Exercise instructions:
• 1. In the passage on nitrate modeling, list the measures used to compare the categorical models in the test set.
• 2. According to the passage on nitrate modeling, what test-set prediction R2 did the best tuned random forest model achieve?
• 3. Extend the passage on nitrate modeling, picking up right after its final sentence.

Quoted text:
-- BEGIN --
2.6. Model Fit Statistics
We compared the predictive models for continuous nitrate using R2 in the testing set. For categorical models, we compared the overall accuracy, Cohen’s kappa, sensitivity, and specificity for each category in the test set. Cohen’s kappa is a measure of classification accuracy that accounts for expected agreement based on random chance (Banerjee et al., 1999). We also calculated the variable importance scores for the random forest models to give a measure of relative importance of the variables in predicting continuous and categorical nitrate.
3. Results and Discussion
3.1. Summary Statistics
Observed private well groundwater nitrate concentration (including imputed values for below the detection limits) median (mean) for the training and test sets were 0.43 (1.51) mg/L and 0.44 (1.56) mg/L NO3-N, respectively. Additionally, for data observed above the detection limit, the medians (mean) were 2.56 (4.26) mg/L and 2.60 (4.30) mg/L NO3-N. In total, 2.4 percent of the data were observed above the EPA MCL of 10 mg/L of NO3-N.
3.2. Continuous Model Results
3.2.1. Censored ML Regression
The censored ML regression model was tested using both normal and log-normal as the assumed likelihood distributions and the results were comparable. With an assumed log-normal distribution, the test set prediction R2 was 0.08 indicating poor predictive performance. Despite the poor performance, the model selection procedure included geographic covariates that align with expectations such as swine waste lagoons with positive coefficients (i.e. nitrate source) and histosol soils with a negative coefficient (i.e. reducing nitrate via denitrification). The full model coefficients and standard errors are available in the supporting information (Table S1).
3.2.2. Random Forest
The best tuned random forest model had a test-set prediction R2 of 0.189. The most important variables in the model are plotted in Figure 1. The most important variables were all physically realistic and plausible representing sources, and transport and attenuation processes. The top 5 variables include percent hydrologic soil group B (i.e. moderately low runoff potential; between 50–90 percent sand and loamy sand) within a 5 km buffer, swine waste lagoons with an exponential decay range of 5 km, percent hydrologic soil group A (i.e. low runoff potential; typically, greater than 90 percent sand and gravel) within a 5 km buffer, percent agricultural land use within a 1km buffer, and percent deciduous forest (inversely related) within a 5km buffer.
-- END --
Supplied records:
-- BEGIN --
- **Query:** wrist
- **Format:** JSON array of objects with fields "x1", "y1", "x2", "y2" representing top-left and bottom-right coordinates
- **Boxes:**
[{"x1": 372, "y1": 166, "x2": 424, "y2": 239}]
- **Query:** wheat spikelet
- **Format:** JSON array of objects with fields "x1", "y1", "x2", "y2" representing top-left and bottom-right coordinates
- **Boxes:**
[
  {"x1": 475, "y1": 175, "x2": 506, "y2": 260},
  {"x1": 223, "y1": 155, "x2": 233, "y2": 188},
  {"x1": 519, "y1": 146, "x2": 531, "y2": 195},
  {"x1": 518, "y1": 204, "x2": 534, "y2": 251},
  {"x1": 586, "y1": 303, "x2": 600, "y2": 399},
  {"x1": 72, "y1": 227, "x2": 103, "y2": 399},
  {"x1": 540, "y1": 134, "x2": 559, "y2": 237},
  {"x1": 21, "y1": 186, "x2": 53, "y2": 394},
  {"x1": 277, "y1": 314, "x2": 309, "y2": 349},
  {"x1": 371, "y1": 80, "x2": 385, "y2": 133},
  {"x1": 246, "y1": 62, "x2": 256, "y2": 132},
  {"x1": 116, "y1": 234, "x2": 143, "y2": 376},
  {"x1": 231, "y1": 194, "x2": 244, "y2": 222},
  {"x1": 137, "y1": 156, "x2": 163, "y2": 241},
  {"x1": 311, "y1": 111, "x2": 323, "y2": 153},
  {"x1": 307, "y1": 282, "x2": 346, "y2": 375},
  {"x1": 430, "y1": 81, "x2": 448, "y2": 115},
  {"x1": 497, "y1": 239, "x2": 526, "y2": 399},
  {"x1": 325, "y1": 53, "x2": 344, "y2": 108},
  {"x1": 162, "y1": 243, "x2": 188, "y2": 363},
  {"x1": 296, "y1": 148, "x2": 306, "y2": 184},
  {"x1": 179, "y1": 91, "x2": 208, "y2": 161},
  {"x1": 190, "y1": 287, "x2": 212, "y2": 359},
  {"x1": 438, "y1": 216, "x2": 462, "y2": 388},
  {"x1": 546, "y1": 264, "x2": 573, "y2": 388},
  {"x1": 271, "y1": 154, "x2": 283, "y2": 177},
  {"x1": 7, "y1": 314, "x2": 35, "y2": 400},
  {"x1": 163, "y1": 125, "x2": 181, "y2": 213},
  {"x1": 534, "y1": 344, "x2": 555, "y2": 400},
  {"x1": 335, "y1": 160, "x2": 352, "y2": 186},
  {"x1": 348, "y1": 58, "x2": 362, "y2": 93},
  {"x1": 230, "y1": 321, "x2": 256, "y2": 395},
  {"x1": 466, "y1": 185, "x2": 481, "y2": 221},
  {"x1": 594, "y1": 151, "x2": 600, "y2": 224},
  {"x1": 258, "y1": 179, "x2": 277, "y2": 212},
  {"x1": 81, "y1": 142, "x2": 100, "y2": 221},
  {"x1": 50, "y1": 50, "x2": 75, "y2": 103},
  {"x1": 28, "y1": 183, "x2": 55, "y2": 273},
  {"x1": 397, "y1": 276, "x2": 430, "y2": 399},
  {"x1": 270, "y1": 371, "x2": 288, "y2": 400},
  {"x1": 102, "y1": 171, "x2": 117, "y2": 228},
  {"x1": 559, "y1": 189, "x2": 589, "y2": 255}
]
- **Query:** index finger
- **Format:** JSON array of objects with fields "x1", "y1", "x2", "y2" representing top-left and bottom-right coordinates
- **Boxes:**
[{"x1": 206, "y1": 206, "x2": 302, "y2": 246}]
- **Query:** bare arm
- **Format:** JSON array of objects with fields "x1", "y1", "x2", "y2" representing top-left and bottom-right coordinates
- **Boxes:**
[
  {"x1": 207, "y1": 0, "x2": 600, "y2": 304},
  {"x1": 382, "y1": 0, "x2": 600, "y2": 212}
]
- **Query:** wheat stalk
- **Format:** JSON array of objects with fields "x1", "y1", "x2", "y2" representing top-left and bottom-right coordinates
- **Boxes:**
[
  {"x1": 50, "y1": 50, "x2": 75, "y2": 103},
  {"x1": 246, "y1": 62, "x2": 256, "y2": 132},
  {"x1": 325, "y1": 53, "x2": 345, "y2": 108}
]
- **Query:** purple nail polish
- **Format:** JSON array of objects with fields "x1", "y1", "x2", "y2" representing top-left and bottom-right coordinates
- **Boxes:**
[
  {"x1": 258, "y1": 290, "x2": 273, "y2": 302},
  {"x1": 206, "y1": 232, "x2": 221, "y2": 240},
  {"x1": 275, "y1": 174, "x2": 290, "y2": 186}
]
-- END --
Written responses:
• 1. Overall accuracy, Cohen's kappa, sensitivity, and specificity.

• 2. 0.189

• 3.
3.2.3. Kriging of Residuals
The best continuous model in terms of test-set prediction R2 was the random forest model. We integrated this model into an ordinary kriging model, which further increased the test-set R2 of the random forest model to 0.33.
3.2.4. Continuous Model Performance
Groundwater nitrate concentrations in private wells of North Carolina were found to be difficult to predict in independent test samples. Multiple natural and human-based factors contribute to the substantial heterogeneity observed in groundwater nitrate concentrations. In addition to the large anisotropic heterogeneity in North Carolina groundwater, private well depths also vary substantially. A major factor in well depth is the budgeted cost in well and casing construction. Confined aquifers generally contain older, less polluted groundwater, but drilling deeper and through confining layers to access confined aquifers is substantially more expensive. This highlights the importance of having measured well depths for predictions of groundwater contaminants such as nitrate. The lack of measured well depths associated with private well chemical measurements likely resulted in a substantial loss in predictive ability. Well depth is a useful proxy for redox conditions and groundwater age, two depth-related factors that strongly influence groundwater nitrate concentrations but are difficult to measure. Nitrate is less likely to occur in deeper groundwater because of reducing conditions and/or the predominance of older groundwater that predates the period of intensive N fertilizer use in the United States (1960s and later) (Tesoriero et al., 2005). Outputs from three-dimensional models of redox conditions and groundwater age improved prediction of groundwater nitrate in the Central Valley, California, when used as predictor variables in a gradient boosted model (GBM) (Ransom et al., 2017). Another major factor affecting the continuous nitrate prediction power was that private well nitrate measurements were derived from a chemical analytical technique with a minimum detection limit of 1 mg/L, substantially higher than the current best available methods (0.1 mg/L) and the methods used in Wheeler et al. (2015), which resulted in nearly 70 percent of the data observed below the detection limit.
Although the validation statistics are not directly comparable to Messier et al. (2014) (leave one out cross-validation compared to hold-out test set used here), we found that applying the new continuous model methods did not result in any substantial improvements. This finding highlights the difficulty in predicting continuous groundwater nitrate from a private well database, particularly without accompanying well depth measurements.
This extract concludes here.